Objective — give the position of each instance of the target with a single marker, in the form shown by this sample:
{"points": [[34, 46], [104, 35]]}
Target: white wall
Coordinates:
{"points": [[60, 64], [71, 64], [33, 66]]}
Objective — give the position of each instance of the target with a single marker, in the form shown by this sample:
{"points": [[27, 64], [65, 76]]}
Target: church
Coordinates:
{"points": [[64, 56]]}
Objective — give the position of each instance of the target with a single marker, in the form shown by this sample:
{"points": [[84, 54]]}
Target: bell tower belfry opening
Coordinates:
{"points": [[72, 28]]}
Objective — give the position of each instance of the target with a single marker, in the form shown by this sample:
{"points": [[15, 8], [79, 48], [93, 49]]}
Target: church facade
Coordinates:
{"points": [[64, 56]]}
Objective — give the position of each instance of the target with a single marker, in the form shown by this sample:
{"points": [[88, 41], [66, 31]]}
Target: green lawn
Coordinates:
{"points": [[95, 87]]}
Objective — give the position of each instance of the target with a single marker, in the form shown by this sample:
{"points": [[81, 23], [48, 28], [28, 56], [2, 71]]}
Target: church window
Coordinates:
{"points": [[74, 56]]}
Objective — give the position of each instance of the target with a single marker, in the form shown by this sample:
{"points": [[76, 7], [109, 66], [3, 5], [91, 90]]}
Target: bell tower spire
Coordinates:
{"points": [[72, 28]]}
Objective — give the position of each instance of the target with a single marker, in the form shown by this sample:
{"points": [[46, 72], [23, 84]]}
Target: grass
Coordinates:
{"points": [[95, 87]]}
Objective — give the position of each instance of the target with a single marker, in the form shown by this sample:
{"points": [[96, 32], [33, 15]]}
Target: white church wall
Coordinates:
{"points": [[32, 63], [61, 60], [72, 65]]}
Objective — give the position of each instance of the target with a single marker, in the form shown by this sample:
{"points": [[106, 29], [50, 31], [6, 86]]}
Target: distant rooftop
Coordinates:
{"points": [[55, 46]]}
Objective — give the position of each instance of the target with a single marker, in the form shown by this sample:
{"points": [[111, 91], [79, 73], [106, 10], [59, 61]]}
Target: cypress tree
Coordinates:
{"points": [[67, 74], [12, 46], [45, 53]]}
_____
TASK BRIEF:
Give the records above again, word for word.

SOLUTION TO THIS TASK:
Objective — give the position of each instance of the target with a single marker, in the form shown by this sample:
{"points": [[34, 46], [104, 35]]}
Target: white wall
Coordinates:
{"points": [[60, 64], [71, 64], [33, 66]]}
Objective — give the position of each instance of the target with a single marker, in the form shown by this sample:
{"points": [[27, 64], [65, 76]]}
Target: church
Coordinates:
{"points": [[64, 56]]}
Objective — give the position of each instance of the target with a single marker, in the form shown by this sample:
{"points": [[84, 54]]}
Target: bell tower belfry opening
Coordinates:
{"points": [[72, 28]]}
Objective — give the position of each instance of the target with a single marker, in the form shown by this sample:
{"points": [[15, 8], [79, 48], [93, 49]]}
Target: church facade
Coordinates:
{"points": [[64, 56]]}
Objective — give the position of each instance of the target with a single marker, in the form shown by this sample:
{"points": [[88, 41], [66, 31]]}
Target: green lawn
Coordinates:
{"points": [[95, 87]]}
Objective — give the position of each instance of the target with a single marker, in the form shown by this sample:
{"points": [[81, 23], [48, 28], [28, 56], [2, 71]]}
Target: church window
Coordinates:
{"points": [[74, 56]]}
Objective — give the position of each instance of the target with a single marker, in the form shown by this sample:
{"points": [[76, 7], [109, 66], [3, 5], [91, 90]]}
Target: bell tower spire
Coordinates:
{"points": [[72, 28]]}
Objective — give the position of each instance of the target with a single marker, in the form shown by this sample:
{"points": [[46, 72], [23, 84]]}
Target: grass
Coordinates:
{"points": [[95, 87]]}
Objective — give the position of each instance of the target with a single marker, in the form shown by this sample:
{"points": [[96, 32], [33, 15]]}
Target: white church wall
Coordinates:
{"points": [[32, 63], [61, 60], [72, 65]]}
Objective — give the position of each instance of the target with a single marker, in the form shown by this sample:
{"points": [[106, 29], [50, 31], [6, 86]]}
Target: distant rooftop
Coordinates:
{"points": [[55, 46]]}
Objective — give the position of each instance of the target with a single marker, in the form shown by this sample:
{"points": [[111, 91], [79, 73], [106, 10], [59, 61]]}
Target: cypress tree
Coordinates:
{"points": [[67, 74], [12, 46], [45, 53]]}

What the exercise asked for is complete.